### Required tasks
(1) Answer these about the post on prioritizing udp 1200 traffic:
(a) What is the bandwidth of the private circuit between the two sites?
(b) What priority percentage does the policy map give EXAMPLE-CLASS-MAP?
(c) On which interface is the service policy applied?
(2) Carry on the post about prioritizing udp 1200 traffic from the point where it stops.

[BEGIN Passage shown]

I have a 300Mbps private circuit between 2 sites with 2921's on each side. There is a particular service (ie udp 1200) that HAS to work at all times on this circuit.

So even when the circuit is congested (ie via replication traffic), the udp 1200 has to be prioritized.

I have found 2 decent examples that I am having a hard time differentiating.

!EXAMPLE 1:

ip access-list extended EXAMPLE-ACL
permit udp any any eq 1200

class-map match-any EXAMPLE-CLASS-MAP
match access-group name EXAMPLE-ACL

policy-map QOS-POLICY-MAP
class EXAMPLE-CLASS-MAP
  priority percent 10
  set dscp ef
class class-default
 fair-queue

interface Gi0/2
bandwidth 300000
 description QMOE interface
 service-policy output QOS-POLICY-MAP

!In example 1, are these statements true?

-10% of 300Mbps will always be reserved for udp 1200, even during times of congestion

-If no udp 1200 is being used, the 300Mbps can be fully used by any other service

-Does the "fair-queue" shape or police the traffic? Or is it literally fifo?

[END Passage shown]
[BEGIN Data extract]

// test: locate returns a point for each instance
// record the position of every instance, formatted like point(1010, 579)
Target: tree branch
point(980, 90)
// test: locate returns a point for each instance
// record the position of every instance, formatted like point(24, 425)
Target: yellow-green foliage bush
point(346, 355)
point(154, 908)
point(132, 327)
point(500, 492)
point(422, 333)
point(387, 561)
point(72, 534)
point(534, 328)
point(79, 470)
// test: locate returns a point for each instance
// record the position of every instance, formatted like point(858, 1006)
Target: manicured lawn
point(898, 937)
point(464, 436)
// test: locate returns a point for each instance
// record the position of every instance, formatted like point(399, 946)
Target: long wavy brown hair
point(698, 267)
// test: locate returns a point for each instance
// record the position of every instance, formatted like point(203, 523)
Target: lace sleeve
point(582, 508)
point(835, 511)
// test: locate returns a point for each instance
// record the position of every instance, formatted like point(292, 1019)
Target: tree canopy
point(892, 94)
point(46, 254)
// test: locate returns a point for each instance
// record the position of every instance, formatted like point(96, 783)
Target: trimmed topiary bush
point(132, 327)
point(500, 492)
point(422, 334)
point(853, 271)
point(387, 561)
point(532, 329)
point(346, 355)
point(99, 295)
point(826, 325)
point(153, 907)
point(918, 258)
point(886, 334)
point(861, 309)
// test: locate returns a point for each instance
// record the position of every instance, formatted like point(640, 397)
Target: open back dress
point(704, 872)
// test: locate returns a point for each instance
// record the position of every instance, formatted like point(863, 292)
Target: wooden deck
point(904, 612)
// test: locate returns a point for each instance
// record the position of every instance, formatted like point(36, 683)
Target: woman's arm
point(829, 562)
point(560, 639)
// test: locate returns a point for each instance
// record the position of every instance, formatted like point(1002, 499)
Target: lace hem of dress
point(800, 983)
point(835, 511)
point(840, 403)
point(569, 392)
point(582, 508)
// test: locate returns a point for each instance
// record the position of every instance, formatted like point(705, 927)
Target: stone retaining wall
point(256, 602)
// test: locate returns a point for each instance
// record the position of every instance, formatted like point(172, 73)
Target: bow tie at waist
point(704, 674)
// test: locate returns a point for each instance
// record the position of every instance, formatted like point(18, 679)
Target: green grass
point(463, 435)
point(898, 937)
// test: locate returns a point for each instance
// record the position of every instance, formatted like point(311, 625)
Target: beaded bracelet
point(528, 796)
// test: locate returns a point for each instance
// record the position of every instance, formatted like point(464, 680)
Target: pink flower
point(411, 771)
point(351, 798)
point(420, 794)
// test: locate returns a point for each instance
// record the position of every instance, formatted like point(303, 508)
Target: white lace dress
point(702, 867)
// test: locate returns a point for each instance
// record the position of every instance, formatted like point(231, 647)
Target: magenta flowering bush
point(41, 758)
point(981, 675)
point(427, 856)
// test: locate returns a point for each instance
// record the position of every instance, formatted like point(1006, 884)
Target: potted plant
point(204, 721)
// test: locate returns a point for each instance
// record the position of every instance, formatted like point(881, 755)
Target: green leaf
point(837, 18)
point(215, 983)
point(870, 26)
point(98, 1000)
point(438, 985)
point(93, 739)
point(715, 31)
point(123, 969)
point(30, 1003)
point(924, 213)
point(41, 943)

[END Data extract]

### Answers to each task
(1)
(a) 300Mbps
(b) 10 percent
(c) Gi0/2

(2)
-Can traffic go beyond 300Mbps if the link allows it to?

!EXAMPLE 2:

ip access-list extended EXAMPLE-SERVICES
permit udp any any eq 1200

class-map match-any EXAMPLE-CLASS-MAP
match access-group name EXAMPLE-ACL

policy-map QOS-POLICY-MAP
 class EXAMPLE-CLASS-MAP
  priority 30000
  set dscp ef
class class-default
 fair-queue

class-map match-all SHAPING
 match any

policy-map ALL
 class SHAPING
  shape average 300000
  service-policy QOS-POLICY-MAP


interface Gi0/2
 bandwidth 300000
 service-policy output ALL

!In example 2, are these statements true?

-30Mbps will always be reserved for udp 1200, even during times of congestion

-If no udp 1200 is being used, the 300Mbps can be fully used by any other service

-Any bandwidth that goes beyond 300Mbps will be shaped

Thanks in advance!!!

1 Accepted Solution

Accepted Solutions

Joseph W. Doherty
Hall of Fame
Hall of Fame

In example 1, are these statements true?

-10% of 300Mbps will always be reserved for udp 1200, even during times of congestion

No, but it works differently then you're thinking because you're using the priority statement.

-If no udp 1200 is being used, the 300Mbps can be fully used by any other service

Yes.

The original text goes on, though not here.